→ **Task requirements**: Exactly the lines from the one with "FORMAT: a pretty-printed" through the end of the records below are to be output, the first and last included, and no others.

(Dataset entries)
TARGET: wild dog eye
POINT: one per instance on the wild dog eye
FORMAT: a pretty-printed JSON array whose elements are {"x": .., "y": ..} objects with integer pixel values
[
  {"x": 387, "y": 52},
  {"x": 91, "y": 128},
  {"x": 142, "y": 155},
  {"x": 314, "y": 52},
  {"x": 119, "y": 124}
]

→ **Exercise solution**:
FORMAT: a pretty-printed JSON array whose elements are {"x": .., "y": ..} objects with integer pixel values
[
  {"x": 387, "y": 52},
  {"x": 91, "y": 128},
  {"x": 142, "y": 155},
  {"x": 314, "y": 52},
  {"x": 119, "y": 124}
]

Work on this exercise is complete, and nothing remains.